Aim of the task
Copy all of the material below word for word, line by line.

Dataset excerpts
- - - - -
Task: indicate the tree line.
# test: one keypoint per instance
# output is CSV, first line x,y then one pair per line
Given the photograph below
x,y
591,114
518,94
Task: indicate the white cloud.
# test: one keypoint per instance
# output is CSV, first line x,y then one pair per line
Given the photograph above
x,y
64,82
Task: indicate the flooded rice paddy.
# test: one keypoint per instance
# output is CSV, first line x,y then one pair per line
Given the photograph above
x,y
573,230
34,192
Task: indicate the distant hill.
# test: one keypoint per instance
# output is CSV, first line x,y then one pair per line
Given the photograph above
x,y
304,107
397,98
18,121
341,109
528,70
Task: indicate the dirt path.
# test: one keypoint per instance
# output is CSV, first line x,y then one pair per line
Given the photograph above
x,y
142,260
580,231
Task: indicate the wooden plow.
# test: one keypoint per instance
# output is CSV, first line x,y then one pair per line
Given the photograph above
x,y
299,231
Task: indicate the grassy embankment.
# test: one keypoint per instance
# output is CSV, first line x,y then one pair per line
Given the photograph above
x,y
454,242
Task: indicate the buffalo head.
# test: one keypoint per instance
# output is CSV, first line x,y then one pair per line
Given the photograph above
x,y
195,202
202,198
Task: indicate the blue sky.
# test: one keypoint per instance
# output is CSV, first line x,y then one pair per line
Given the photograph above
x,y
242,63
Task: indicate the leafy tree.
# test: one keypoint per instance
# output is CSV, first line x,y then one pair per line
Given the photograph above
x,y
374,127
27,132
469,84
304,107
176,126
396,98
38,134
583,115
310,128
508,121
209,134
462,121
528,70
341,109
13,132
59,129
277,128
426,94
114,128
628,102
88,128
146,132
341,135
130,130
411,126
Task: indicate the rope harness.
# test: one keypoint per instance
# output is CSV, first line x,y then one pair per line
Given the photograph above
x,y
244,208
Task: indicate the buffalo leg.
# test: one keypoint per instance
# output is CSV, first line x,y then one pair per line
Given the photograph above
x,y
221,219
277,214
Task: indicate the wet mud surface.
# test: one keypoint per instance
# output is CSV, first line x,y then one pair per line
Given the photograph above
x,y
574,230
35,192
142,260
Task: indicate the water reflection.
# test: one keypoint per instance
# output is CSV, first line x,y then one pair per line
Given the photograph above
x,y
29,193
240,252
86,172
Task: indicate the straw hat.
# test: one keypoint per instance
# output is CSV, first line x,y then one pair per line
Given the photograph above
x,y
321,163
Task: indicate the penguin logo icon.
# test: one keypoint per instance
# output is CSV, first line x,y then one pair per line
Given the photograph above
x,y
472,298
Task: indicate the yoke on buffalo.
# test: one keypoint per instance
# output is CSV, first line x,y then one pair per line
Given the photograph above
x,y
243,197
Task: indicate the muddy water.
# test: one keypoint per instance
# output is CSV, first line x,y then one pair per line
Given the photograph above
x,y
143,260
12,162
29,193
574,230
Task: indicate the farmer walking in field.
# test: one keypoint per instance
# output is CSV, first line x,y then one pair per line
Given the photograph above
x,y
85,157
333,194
- - - - -
Written response
Task: indicate the tree line.
# test: one keypoint per instance
# output is CSV, first line x,y then one pair per line
Given the photograph below
x,y
591,114
518,94
Task: indicate the white cloud.
# test: one keypoint per instance
# output is CSV, first line x,y then one pair per line
Given the photograph above
x,y
64,82
Task: indicate the flooded rice paddy.
# test: one keypoint per instance
# output is CSV, first line x,y then one pair per line
Given the photograph above
x,y
573,230
34,192
Task: indicate the distant hill.
# test: one keypoint per instance
# output is CSV, first line x,y then one pair per line
Given the photograph above
x,y
304,107
397,98
18,121
341,109
528,70
Task: indicate the dirt path.
# test: one keypoint per instance
# output is CSV, first line x,y then one pair per line
Given the photograph above
x,y
142,260
580,231
Task: indicate the wooden plow.
# test: one keypoint per instance
# output is CSV, first line x,y then one pair per line
Given the photograph above
x,y
299,231
Task: indicate the grassy embankment.
# test: one keypoint per instance
# output is CSV, first line x,y then one pair per line
Given the photograph above
x,y
454,242
Task: indicate the buffalo head.
# test: one keypoint per instance
# output is CSV, first line x,y then one pair per line
Given the photograph above
x,y
195,202
202,198
Task: indicate the blue sky.
# test: one keypoint per instance
# output is CSV, first line x,y then one pair per line
Given the photograph above
x,y
242,63
Task: indicate the leafy tree.
# test: one keypoint per instance
# output is CSV, first line x,y then one pair per line
Given the photograph above
x,y
374,127
27,132
469,84
304,107
176,126
396,98
38,134
583,115
310,128
508,121
209,134
462,121
528,70
341,109
13,132
59,129
277,128
426,94
114,128
628,102
88,128
146,132
341,135
130,130
411,126
Task: indicate the rope harness.
# test: one keypoint per instance
# output is CSV, first line x,y then one pair per line
Given the photograph above
x,y
244,208
Task: indicate the buffalo leg.
# test: one keypoint per instance
# output is CSV, first line x,y then one pair per line
Given the photograph above
x,y
221,219
277,214
Task: indicate the wet mud surface.
# test: one keypoint per instance
# output is CSV, first line x,y then one pair per line
Given the photograph above
x,y
574,230
35,192
142,260
Task: indicate the water reflection.
# test: one keypoint per instance
# output is CSV, first line x,y then one pair per line
Given the photograph above
x,y
29,193
240,252
86,172
Task: indicate the straw hat.
# test: one keypoint per instance
# output is CSV, first line x,y then one pair per line
Given the photograph above
x,y
321,163
Task: indicate the penguin logo icon.
# test: one keypoint per instance
# output is CSV, first line x,y then one pair per line
Given the photograph above
x,y
472,298
Task: indicate the yoke on buffalo.
# test: one keypoint per instance
# output is CSV, first line x,y then one pair per line
Given the photograph above
x,y
243,197
Task: indicate the muddy water.
# test: one keypoint per instance
# output is CSV, first line x,y then one pair per line
Given the photograph above
x,y
143,260
12,162
29,193
574,230
Task: indicate the farmer walking in field.
# test: one keypoint per instance
# output is CSV, first line x,y then one pair per line
Given the photograph above
x,y
85,157
333,194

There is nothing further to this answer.